§ **WRITTEN REQUEST**
Render every line of the material below as a JSON list of strings, with one string per line and blank lines omitted.

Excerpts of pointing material
※

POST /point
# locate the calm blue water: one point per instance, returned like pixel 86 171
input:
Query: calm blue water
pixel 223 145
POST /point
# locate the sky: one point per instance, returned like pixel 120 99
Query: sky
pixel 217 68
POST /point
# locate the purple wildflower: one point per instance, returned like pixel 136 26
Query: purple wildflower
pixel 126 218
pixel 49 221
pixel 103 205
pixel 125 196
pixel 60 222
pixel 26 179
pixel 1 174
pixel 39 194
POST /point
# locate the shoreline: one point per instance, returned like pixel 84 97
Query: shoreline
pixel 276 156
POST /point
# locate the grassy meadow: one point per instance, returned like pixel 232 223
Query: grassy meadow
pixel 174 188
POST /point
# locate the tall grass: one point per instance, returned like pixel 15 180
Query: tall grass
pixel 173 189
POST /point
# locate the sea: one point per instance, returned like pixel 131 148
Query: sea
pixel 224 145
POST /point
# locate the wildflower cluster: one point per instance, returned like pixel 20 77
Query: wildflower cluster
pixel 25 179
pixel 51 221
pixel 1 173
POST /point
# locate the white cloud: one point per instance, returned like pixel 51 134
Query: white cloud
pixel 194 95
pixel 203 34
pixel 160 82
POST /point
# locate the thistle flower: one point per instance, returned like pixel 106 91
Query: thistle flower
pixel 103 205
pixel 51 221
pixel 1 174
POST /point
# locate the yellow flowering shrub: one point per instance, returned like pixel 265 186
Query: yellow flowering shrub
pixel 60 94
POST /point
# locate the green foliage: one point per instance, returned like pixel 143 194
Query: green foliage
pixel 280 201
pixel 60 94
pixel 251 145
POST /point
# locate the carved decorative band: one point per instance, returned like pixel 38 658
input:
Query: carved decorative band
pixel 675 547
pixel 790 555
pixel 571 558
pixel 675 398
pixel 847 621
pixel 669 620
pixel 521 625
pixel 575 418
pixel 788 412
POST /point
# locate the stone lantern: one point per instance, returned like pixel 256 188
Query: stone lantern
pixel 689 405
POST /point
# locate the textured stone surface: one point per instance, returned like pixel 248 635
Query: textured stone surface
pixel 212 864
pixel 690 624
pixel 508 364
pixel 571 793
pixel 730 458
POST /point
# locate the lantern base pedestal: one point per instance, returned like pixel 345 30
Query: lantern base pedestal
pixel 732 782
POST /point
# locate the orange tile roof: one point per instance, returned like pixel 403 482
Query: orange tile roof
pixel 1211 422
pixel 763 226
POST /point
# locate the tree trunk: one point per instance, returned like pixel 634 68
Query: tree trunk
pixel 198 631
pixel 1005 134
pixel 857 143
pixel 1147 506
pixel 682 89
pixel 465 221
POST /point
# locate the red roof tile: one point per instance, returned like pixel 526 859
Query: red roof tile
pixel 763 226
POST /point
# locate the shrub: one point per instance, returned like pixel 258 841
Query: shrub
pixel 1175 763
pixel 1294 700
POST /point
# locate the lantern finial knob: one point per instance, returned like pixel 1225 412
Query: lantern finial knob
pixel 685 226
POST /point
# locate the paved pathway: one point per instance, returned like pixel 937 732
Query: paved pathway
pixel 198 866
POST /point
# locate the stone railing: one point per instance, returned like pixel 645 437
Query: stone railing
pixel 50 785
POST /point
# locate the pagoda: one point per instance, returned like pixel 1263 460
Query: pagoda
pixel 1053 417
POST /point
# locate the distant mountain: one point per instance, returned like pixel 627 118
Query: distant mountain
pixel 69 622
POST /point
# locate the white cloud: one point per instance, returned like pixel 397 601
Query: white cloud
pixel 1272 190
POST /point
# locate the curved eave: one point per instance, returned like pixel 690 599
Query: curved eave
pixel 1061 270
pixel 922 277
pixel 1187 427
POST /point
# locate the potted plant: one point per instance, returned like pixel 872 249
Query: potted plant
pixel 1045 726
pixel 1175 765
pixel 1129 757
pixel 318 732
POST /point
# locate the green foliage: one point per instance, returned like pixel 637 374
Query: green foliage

※

§ **WRITTEN RESPONSE**
[
  "POST /point",
  "# locate the calm blue water: one point per instance, returned like pixel 86 171",
  "input:",
  "Query: calm blue water",
  "pixel 223 145",
  "POST /point",
  "# locate the sky: one point per instance, returned like pixel 120 99",
  "Query: sky",
  "pixel 217 68",
  "POST /point",
  "# locate the purple wildflower: one point per instance, returned like pixel 136 26",
  "Query: purple wildflower",
  "pixel 126 218",
  "pixel 49 221",
  "pixel 103 205",
  "pixel 125 196",
  "pixel 60 222",
  "pixel 26 179",
  "pixel 1 174",
  "pixel 39 194",
  "POST /point",
  "# locate the shoreline: one point per instance, returned like pixel 84 97",
  "Query: shoreline",
  "pixel 276 156",
  "POST /point",
  "# locate the grassy meadow: one point per instance, returned like pixel 232 223",
  "Query: grassy meadow",
  "pixel 174 188",
  "POST /point",
  "# locate the tall grass: one point per instance, returned like pixel 15 180",
  "Query: tall grass",
  "pixel 173 189",
  "POST /point",
  "# locate the sea: one point per instance, returned like pixel 131 148",
  "Query: sea",
  "pixel 224 145",
  "POST /point",
  "# locate the wildflower cluster: one point per instance, returned like pixel 20 77",
  "Query: wildflower cluster",
  "pixel 25 179",
  "pixel 51 221",
  "pixel 1 173",
  "POST /point",
  "# locate the white cloud: one point per instance, returned like pixel 51 134",
  "Query: white cloud",
  "pixel 194 95",
  "pixel 203 34",
  "pixel 160 82",
  "POST /point",
  "# locate the thistle flower: one point per instance, returned like pixel 106 91",
  "Query: thistle flower",
  "pixel 103 205",
  "pixel 51 221",
  "pixel 1 174",
  "POST /point",
  "# locate the yellow flowering shrub: one point per instance, returned like pixel 265 186",
  "Query: yellow flowering shrub",
  "pixel 60 94",
  "POST /point",
  "# locate the green foliage: one point per instance, returned like pixel 143 194",
  "Query: green foliage",
  "pixel 280 201",
  "pixel 60 94",
  "pixel 251 145",
  "POST /point",
  "# locate the carved decorative band: one point per instance, returned like pixel 38 658",
  "input:",
  "Query: carved decorative band",
  "pixel 675 547",
  "pixel 790 555",
  "pixel 571 558",
  "pixel 675 398",
  "pixel 847 621",
  "pixel 669 620",
  "pixel 521 625",
  "pixel 575 418",
  "pixel 788 412",
  "POST /point",
  "# locate the stone lantern: one point per instance, returned like pixel 256 188",
  "Query: stone lantern",
  "pixel 689 405",
  "POST /point",
  "# locate the textured stone surface: one point per instance, returned like pixel 248 635",
  "Query: textured stone surface",
  "pixel 212 864",
  "pixel 690 624",
  "pixel 508 364",
  "pixel 571 793",
  "pixel 730 458",
  "POST /point",
  "# locate the lantern base pedestal: one point per instance, returned like pixel 345 30",
  "Query: lantern base pedestal",
  "pixel 732 782",
  "POST /point",
  "# locate the orange tile roof: one point per instance, returned like pixel 403 482",
  "Query: orange tile roof",
  "pixel 1211 422",
  "pixel 763 226",
  "POST /point",
  "# locate the tree trunk: one point per instance, returned like pixel 634 68",
  "Query: tree trunk",
  "pixel 198 631",
  "pixel 1005 134",
  "pixel 857 143",
  "pixel 1147 506",
  "pixel 682 89",
  "pixel 465 221",
  "POST /point",
  "# locate the red roof tile: one point per instance, returned like pixel 526 859",
  "Query: red roof tile",
  "pixel 763 226",
  "POST /point",
  "# locate the shrub: one point per instance, returned like pixel 258 841",
  "Query: shrub",
  "pixel 1175 763",
  "pixel 1294 700",
  "POST /point",
  "# locate the lantern finial knob: one point per instance, returned like pixel 1225 412",
  "Query: lantern finial knob",
  "pixel 685 226",
  "POST /point",
  "# locate the paved pathway: one point per instance, returned like pixel 937 732",
  "Query: paved pathway",
  "pixel 198 866",
  "POST /point",
  "# locate the stone railing: one point per instance, returned like pixel 645 437",
  "Query: stone railing",
  "pixel 50 785",
  "POST /point",
  "# locate the pagoda: one point per instance, returned like pixel 1263 460",
  "Query: pagoda",
  "pixel 1053 417",
  "POST /point",
  "# locate the distant mountain: one point per instance, returned like pixel 627 118",
  "Query: distant mountain",
  "pixel 69 622",
  "POST /point",
  "# locate the white cloud: one point per instance, returned like pixel 397 601",
  "Query: white cloud",
  "pixel 1272 190",
  "POST /point",
  "# locate the curved eave: one point per instance, returned like pixel 690 599",
  "Query: curved eave",
  "pixel 1061 270",
  "pixel 922 277",
  "pixel 1187 427",
  "POST /point",
  "# locate the potted plant: one point per instance, returned like pixel 872 249",
  "Query: potted plant",
  "pixel 1045 726",
  "pixel 1175 765",
  "pixel 1129 757",
  "pixel 318 732",
  "POST /point",
  "# locate the green foliage: one point per instance, returned like pixel 637 374",
  "Query: green foliage"
]